**Dataset entries**.
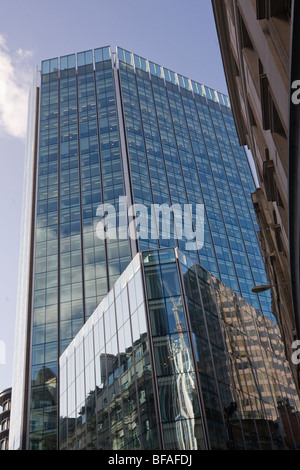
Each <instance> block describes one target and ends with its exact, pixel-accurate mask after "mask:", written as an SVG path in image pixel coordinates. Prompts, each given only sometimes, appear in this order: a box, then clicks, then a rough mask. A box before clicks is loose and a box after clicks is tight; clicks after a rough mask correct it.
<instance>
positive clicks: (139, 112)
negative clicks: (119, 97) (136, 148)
mask: <svg viewBox="0 0 300 470" xmlns="http://www.w3.org/2000/svg"><path fill="white" fill-rule="evenodd" d="M133 75H134V81H135V88H136V94H137V101H138V108H139V115H140V122H141V128H142V132H143V143H144V151H145V157H146V164H147V173H148V178H149V184H150V193H151V199H152V204H154V196H153V188H152V182H151V173H150V167H149V160H148V153H147V146H146V140H145V133H144V126H143V117H142V111H141V105H140V97H139V90H138V84H137V79H136V72H135V71H133ZM155 225H156V233H157V237H158V238H157V246H158V248H160V238H159V222H158V225H157V221H156V218H155Z"/></svg>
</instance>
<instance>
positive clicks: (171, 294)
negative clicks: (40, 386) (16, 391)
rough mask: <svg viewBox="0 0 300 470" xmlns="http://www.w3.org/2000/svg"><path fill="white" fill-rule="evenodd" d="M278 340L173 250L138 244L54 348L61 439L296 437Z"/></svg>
mask: <svg viewBox="0 0 300 470" xmlns="http://www.w3.org/2000/svg"><path fill="white" fill-rule="evenodd" d="M283 349H284V348H283V344H282V342H281V340H280V336H279V330H278V327H277V326H276V325H275V324H274V323H273V322H271V321H270V320H269V319H267V318H266V317H264V316H263V315H262V314H261V313H260V312H258V311H257V310H255V309H254V308H253V307H252V306H250V305H249V304H248V303H247V302H246V301H245V300H244V299H242V298H241V297H239V296H238V295H237V294H236V293H234V292H233V291H232V290H230V289H229V288H228V287H226V286H225V285H224V284H223V283H222V282H220V281H219V280H217V279H216V278H215V277H214V276H212V275H210V274H209V273H208V272H207V271H206V270H204V269H203V268H202V267H201V266H200V265H198V264H196V263H194V262H193V261H192V260H191V259H190V258H188V257H187V256H186V255H185V254H184V253H182V252H181V251H179V250H177V249H161V250H157V251H156V250H154V251H149V252H142V253H139V254H137V255H136V257H135V258H134V259H133V261H132V262H131V264H130V265H129V266H128V268H127V269H126V270H125V272H124V273H123V274H122V276H121V277H120V279H119V280H118V281H117V282H116V284H115V285H114V288H113V289H112V290H111V291H110V292H109V294H108V295H107V296H106V297H105V298H104V300H103V301H102V302H101V303H100V305H99V306H98V307H97V309H96V310H95V312H94V313H93V315H92V316H91V317H90V318H89V320H88V321H87V322H86V324H85V325H84V327H83V328H82V329H81V330H80V332H79V333H78V334H77V335H76V337H75V339H74V340H73V341H72V342H71V344H70V345H69V346H68V348H67V349H66V350H65V351H64V353H63V354H62V356H61V358H60V378H61V386H60V426H61V433H60V448H61V449H69V450H71V449H72V450H74V449H113V450H121V449H123V450H138V449H142V450H143V449H156V450H159V449H166V450H178V451H186V450H197V449H224V450H225V449H247V450H254V449H300V441H299V437H300V435H299V430H300V428H299V418H300V415H299V411H298V410H299V399H298V395H297V392H296V389H295V385H294V383H293V380H292V375H291V371H290V368H289V365H288V362H287V361H286V360H285V359H283V357H284V354H283Z"/></svg>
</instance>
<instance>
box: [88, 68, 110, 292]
mask: <svg viewBox="0 0 300 470" xmlns="http://www.w3.org/2000/svg"><path fill="white" fill-rule="evenodd" d="M103 70H105V69H103ZM93 75H94V91H95V105H96V121H97V137H98V154H99V171H100V185H101V188H100V191H101V199H102V201H101V202H102V217H103V218H104V215H105V214H104V207H103V204H105V201H104V188H103V173H102V157H101V136H100V129H99V108H98V94H97V76H96V70H95V69H94V70H93ZM104 81H105V93H106V79H104ZM92 204H93V203H92ZM94 236H95V235H94ZM103 248H104V253H105V266H106V289H107V293H108V292H109V289H110V288H111V286H110V280H109V261H108V248H107V239H106V237H105V239H104V240H103ZM94 253H95V247H94ZM95 282H96V280H95ZM96 297H97V284H96Z"/></svg>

**To-do item**.
Turn everything in the data above, from the start down to the line containing "positive clicks: (139, 112)", into a JSON list of strings, one string per line, with blank lines left out. Leave the pictures out of the answer.

**Solution below**.
[
  "Each <instance> block describes one target and ends with its exact, pixel-accurate mask after \"mask:\", written as an SVG path in image pixel coordinates. Prompts, each given only sometimes, appear in this order: a box, then clicks, then a rough mask. A box before clicks is loose and a box after clicks is tight; clicks after a rough mask correct it.",
  "<instance>",
  "positive clicks: (139, 112)"
]